- Work to be completed -
Please edit the lines below so that "Submission" becomes "Result" wherever it occurs, leaving everything else unchanged.
-------- Supplied material --------
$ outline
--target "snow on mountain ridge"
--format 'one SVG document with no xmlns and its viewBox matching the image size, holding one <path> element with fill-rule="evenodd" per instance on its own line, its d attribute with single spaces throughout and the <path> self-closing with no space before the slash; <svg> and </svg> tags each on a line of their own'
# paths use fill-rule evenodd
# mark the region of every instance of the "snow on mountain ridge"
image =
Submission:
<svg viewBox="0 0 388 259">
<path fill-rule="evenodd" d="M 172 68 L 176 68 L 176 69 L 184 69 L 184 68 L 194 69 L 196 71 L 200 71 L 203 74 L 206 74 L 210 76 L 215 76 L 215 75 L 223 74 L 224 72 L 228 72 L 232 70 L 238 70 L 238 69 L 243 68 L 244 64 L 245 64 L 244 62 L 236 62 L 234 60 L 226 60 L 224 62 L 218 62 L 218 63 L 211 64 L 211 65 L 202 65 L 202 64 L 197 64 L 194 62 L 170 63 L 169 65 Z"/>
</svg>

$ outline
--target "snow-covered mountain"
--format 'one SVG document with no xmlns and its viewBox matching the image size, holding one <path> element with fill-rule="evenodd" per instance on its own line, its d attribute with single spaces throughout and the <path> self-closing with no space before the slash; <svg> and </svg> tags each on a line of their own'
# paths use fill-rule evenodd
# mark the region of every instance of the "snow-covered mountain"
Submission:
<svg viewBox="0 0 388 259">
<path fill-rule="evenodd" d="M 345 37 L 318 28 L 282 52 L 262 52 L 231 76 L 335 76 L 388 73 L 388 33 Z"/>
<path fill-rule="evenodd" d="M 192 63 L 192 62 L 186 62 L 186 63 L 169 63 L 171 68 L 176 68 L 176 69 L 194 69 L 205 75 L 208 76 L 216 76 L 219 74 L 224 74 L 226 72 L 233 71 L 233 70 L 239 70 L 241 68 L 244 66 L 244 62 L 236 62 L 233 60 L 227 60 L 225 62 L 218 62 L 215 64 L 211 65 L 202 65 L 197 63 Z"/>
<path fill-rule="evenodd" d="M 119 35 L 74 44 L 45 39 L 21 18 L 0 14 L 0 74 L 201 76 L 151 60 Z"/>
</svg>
--------
- The response -
$ outline
--target "snow on mountain ridge"
--format 'one SVG document with no xmlns and its viewBox matching the image size, holding one <path> element with fill-rule="evenodd" per instance on its own line, its d attribute with single spaces throughout and the <path> self-closing with no space before the slash; <svg> and </svg> tags each on a line of their own'
# paths use fill-rule evenodd
# mark the region of every instance of the "snow on mountain ridge"
image =
Result:
<svg viewBox="0 0 388 259">
<path fill-rule="evenodd" d="M 172 68 L 176 68 L 176 69 L 184 69 L 184 68 L 194 69 L 196 71 L 200 71 L 203 74 L 206 74 L 210 76 L 215 76 L 215 75 L 223 74 L 224 72 L 228 72 L 232 70 L 238 70 L 238 69 L 243 68 L 244 64 L 245 64 L 244 62 L 236 62 L 234 60 L 226 60 L 224 62 L 218 62 L 218 63 L 211 64 L 211 65 L 202 65 L 202 64 L 197 64 L 194 62 L 170 63 L 169 65 Z"/>
</svg>

$ outline
--target "snow-covered mountain"
--format 'one SVG document with no xmlns and its viewBox matching the image size, holding one <path> element with fill-rule="evenodd" per instance on its own line, its d attribute with single spaces throughout and the <path> self-closing with no space before the slash; <svg> and </svg> tags each on a line of their own'
# paths use fill-rule evenodd
# mark the region of every instance of the "snow-covered mountain"
Result:
<svg viewBox="0 0 388 259">
<path fill-rule="evenodd" d="M 345 37 L 318 28 L 282 52 L 262 52 L 231 76 L 335 76 L 388 73 L 388 33 Z"/>
<path fill-rule="evenodd" d="M 192 63 L 192 62 L 186 62 L 186 63 L 169 63 L 171 68 L 176 68 L 176 69 L 194 69 L 205 75 L 208 76 L 216 76 L 219 74 L 224 74 L 226 72 L 233 71 L 233 70 L 239 70 L 241 68 L 244 66 L 244 62 L 236 62 L 233 60 L 227 60 L 225 62 L 218 62 L 215 64 L 211 65 L 202 65 L 197 63 Z"/>
<path fill-rule="evenodd" d="M 119 35 L 74 44 L 45 39 L 21 18 L 0 14 L 0 74 L 201 76 L 151 60 Z"/>
</svg>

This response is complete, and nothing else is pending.